- TASK OBJECTIVE -
Pull out every row that contains the string "shirt", treating uppercase and lowercase letters as distinct.

- PROVIDED RECORDS -
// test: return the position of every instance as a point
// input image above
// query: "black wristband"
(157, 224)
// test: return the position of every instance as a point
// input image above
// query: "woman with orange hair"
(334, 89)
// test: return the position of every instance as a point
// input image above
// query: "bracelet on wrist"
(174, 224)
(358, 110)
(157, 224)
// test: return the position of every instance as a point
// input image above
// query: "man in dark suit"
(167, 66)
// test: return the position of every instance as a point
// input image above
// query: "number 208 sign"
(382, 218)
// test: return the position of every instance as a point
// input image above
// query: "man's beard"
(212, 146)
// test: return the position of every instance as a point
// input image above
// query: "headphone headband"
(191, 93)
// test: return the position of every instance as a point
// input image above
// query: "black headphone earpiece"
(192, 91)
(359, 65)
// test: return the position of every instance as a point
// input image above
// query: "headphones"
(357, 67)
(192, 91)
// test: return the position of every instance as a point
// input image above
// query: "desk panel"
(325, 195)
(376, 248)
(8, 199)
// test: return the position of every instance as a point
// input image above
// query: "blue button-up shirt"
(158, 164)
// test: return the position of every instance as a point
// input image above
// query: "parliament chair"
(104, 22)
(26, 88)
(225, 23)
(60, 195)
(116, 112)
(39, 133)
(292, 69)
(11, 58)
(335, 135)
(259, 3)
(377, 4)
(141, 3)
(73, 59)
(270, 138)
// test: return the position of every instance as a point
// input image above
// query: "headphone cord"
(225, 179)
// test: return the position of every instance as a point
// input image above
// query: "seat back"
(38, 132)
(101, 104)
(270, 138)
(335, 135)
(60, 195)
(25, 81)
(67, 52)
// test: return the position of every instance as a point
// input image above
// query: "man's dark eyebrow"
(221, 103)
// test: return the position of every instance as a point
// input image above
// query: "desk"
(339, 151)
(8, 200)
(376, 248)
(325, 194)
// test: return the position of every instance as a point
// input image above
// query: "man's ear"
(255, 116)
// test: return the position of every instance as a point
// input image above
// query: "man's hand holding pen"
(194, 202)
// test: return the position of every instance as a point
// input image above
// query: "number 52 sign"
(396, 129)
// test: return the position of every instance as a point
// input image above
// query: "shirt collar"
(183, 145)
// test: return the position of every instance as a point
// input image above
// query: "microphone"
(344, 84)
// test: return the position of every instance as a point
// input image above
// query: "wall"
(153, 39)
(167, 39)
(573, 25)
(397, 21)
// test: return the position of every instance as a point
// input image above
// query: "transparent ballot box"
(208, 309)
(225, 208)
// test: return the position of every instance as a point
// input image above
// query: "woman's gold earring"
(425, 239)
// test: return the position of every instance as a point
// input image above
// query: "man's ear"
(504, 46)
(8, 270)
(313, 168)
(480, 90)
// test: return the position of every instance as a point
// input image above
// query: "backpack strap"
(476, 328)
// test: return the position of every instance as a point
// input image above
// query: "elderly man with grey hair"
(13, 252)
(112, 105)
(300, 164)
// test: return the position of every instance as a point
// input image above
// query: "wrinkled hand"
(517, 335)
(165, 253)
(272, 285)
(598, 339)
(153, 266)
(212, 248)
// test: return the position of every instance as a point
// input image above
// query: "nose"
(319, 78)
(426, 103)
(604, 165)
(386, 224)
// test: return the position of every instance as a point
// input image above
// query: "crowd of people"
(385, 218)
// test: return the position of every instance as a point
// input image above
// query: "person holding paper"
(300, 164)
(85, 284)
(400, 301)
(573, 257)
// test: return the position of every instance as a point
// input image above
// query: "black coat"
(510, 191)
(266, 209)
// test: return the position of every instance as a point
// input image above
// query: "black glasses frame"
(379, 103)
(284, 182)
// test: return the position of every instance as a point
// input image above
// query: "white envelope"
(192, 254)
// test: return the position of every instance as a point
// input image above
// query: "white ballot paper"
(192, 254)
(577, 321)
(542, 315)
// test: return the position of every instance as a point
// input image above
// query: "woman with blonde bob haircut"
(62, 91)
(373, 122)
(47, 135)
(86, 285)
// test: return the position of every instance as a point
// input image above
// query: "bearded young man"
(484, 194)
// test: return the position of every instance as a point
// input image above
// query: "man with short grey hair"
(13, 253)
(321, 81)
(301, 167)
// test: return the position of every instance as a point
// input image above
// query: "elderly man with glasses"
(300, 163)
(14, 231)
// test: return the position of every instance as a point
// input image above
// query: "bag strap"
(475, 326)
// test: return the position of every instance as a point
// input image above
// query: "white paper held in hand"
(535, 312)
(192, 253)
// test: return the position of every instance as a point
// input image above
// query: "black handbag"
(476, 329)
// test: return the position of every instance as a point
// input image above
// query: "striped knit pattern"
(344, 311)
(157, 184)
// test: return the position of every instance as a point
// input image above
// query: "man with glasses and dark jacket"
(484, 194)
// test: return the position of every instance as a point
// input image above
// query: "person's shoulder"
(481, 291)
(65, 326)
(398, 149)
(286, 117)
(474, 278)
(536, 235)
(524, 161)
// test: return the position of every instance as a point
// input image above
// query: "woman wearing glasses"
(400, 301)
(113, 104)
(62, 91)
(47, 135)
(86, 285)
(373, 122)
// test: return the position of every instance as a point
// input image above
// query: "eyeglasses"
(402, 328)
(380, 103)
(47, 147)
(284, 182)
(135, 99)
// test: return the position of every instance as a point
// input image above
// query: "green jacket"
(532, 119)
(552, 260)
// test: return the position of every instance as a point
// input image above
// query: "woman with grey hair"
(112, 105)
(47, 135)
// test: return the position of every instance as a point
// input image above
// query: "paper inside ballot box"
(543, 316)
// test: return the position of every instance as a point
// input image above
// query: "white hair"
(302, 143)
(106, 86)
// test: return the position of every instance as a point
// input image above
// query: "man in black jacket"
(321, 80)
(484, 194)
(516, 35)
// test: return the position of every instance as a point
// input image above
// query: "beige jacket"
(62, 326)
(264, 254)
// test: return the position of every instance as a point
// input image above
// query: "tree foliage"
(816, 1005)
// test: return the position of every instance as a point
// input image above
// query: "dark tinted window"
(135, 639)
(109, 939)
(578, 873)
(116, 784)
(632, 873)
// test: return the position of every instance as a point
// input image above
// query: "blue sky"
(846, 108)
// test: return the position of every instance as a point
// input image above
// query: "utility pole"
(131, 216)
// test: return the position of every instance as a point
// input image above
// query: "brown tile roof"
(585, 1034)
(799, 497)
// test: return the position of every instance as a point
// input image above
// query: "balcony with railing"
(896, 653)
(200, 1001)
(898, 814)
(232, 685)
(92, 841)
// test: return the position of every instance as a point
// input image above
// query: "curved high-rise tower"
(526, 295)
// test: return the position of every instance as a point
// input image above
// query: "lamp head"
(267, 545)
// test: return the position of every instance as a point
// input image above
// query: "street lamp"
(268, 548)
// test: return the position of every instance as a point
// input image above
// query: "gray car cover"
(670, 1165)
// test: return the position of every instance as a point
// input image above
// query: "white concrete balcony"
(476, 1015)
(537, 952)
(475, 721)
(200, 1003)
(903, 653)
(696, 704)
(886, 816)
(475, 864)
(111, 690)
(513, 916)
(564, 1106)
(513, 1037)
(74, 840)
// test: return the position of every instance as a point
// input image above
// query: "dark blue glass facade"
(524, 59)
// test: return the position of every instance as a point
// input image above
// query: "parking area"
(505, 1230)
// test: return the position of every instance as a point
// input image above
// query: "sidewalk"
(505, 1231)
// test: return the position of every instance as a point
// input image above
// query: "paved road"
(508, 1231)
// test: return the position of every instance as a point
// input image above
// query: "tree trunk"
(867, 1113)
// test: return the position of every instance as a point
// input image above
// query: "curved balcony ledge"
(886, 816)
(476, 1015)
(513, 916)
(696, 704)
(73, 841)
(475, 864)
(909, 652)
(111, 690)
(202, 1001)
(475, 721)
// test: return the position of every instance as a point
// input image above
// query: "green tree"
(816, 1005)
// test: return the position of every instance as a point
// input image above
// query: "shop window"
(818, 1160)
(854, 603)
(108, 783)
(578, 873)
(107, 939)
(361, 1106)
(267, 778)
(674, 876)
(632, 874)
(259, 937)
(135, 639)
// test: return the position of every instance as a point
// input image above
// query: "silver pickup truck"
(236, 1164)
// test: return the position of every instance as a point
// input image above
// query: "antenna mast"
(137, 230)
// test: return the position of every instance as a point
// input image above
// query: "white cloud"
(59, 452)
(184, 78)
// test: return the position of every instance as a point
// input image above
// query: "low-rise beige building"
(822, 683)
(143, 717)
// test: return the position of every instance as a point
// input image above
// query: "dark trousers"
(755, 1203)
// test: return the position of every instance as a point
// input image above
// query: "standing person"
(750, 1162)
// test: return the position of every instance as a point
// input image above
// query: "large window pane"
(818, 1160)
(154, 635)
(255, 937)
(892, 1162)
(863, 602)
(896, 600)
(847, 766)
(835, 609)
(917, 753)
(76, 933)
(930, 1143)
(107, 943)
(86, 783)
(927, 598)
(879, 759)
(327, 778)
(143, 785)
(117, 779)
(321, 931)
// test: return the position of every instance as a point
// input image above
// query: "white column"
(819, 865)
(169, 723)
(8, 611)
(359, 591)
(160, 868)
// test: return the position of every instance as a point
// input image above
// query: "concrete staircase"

- RESULT FOR THIS TASK -
// query: "blue button-up shirt"
// query: "shirt collar"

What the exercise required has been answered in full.